80. Memorandum of Conversation1


  • Human Rights and United States Relations with Argentina


  • Lieutenant General Rafael Videla, President of Argentina
  • Col. Malea Gil, Presidency
  • David D. Newsom, Under Secretary for Political Affairs
  • Ambassador Raúl Castro
  • Fernando Rondon, ARA/ECA

The Under Secretary met with President Videla for approximately 90 minutes.

Mr. Newsom opened the conversation, outlining the purpose of his mission, on behalf of the Secretary of State, to seek an improvement in bilateral relations. The Under Secretary said that he recognized the problems Argentina confronted and the extraordinary steps that had to be taken to face the situation. He acknowledged important Argentine steps to restore normalcy, including Christmas releases, action on the Deutsch and Timerman cases, and Red Cross visits.2 The Under Secretary further acknowledged President Videla’s interest in good relations as manifested by the ratification of Tlatelolco, a new civil air agreement and the resolution of all but one investment dispute.3

President Videla welcomed the dialogue he said he began with President Carter and Secretary Vance.4 He commented that dialogue is worthwhile even if disagreeable things are said.

[Page 269]

Mr. Newsom noted that he had read the reports of conversations between Videla and President Carter, Secretary Vance, and Assistant Secretaries Todman and Derian. Newsom remarked that Ambassador Castro has also conveyed the views of the United States, so that President Videla has participated in more than his share of dialogues.

Mr. Newsom then outlined the political situation existent in the United States after the sixties, stemming from Vietnam and controversies over relations with other governments. He stated that there is a strong feeling in the U.S. Congress, represented, for example, by Senator Kennedy and Congressman Fraser, that while we should not interfere in other states, we should not appear to be endorsing the policies of other governments through our assistance programs, when it appears the human rights situations in these countries are not consistent with normal international standards. This predates President Carter’s election. When he ran, human rights was part of his platform and, at the time, Patricia Derian was one of his national campaign managers.

The Under Secretary cited the Eximbank situation as an example of a case where the Executive does not have a free hand. The Bank currently has authorizing legislation before the Congress, part of which deals with lending to human rights problem countries. Eximbank therefore does not wish to take steps which could complicate its dealings with Congress. This is not an embargo as some have pictured.

President Carter, Secretary Vance, and Secretary Brown all recognize the importance of relations with Argentina, Mr. Newsom observed. In confidence, he said he is in Argentina because Secretary Brown raised with Secretary Vance the implications for the U.S. of a possible termination of military relations with Argentina. It was his task to determine, Newsom continued, whether present and future prospects for normalization are such that we can go before Congress and defend the resumption of military relationships on the basis that the Executive is confident of a favorable trend for human rights in Argentina. We recognize there are those who do not want good relations between our two countries. Actions may take place outside the control of Argentina which, nevertheless, affect the climate for relations. We had hoped that the Christmas amnesty would have helped us to demonstrate to Congress that resumption of normal relations is justified. Then we had the disappearance of mothers and nuns and we could not demonstrate a positive trend.

Mr. Newsom said that all you can tell me regarding future hopes for normalization, including control over disappearances, plans for the release of prisoners, right of option plans, will help me to present a positive picture when I report to Washington.
######
**JOBS**
[1] In the memorandum on human rights and U.S.–Argentina relations, reproduce the stretch from "Mr. Newsom then" through "national campaign managers.", substituting "agenda" for "platform".
[2] According to the memorandum, about how long did the Under Secretary meet with President Videla?
[3] Based on the memorandum, why does Eximbank not wish to take steps that could complicate its dealings with Congress?

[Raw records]
######
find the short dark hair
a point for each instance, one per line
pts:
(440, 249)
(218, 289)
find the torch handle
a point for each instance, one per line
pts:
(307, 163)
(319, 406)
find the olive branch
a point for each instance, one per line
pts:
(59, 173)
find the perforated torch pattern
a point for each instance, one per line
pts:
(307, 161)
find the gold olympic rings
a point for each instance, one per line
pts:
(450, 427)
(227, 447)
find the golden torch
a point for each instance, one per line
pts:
######
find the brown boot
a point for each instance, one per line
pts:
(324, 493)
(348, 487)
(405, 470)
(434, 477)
######
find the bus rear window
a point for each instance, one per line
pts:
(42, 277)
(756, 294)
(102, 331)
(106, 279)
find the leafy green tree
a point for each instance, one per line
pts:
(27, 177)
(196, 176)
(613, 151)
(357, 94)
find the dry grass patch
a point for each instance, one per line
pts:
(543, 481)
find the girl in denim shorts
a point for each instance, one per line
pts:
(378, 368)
######
**RESULTS FOR EACH TASK**
[1]
Mr. Newsom then outlined the political situation existent in the United States after the sixties, stemming from Vietnam and controversies over relations with other governments. He stated that there is a strong feeling in the U.S. Congress, represented, for example, by Senator Kennedy and Congressman Fraser, that while we should not interfere in other states, we should not appear to be endorsing the policies of other governments through our assistance programs, when it appears the human rights situations in these countries are not consistent with normal international standards. This predates President Carter’s election. When he ran, human rights was part of his agenda and, at the time, Patricia Derian was one of his national campaign managers.

[2] Approximately 90 minutes.

[3] The Bank currently has authorizing legislation before Congress, and part of that legislation deals with lending to human rights problem countries.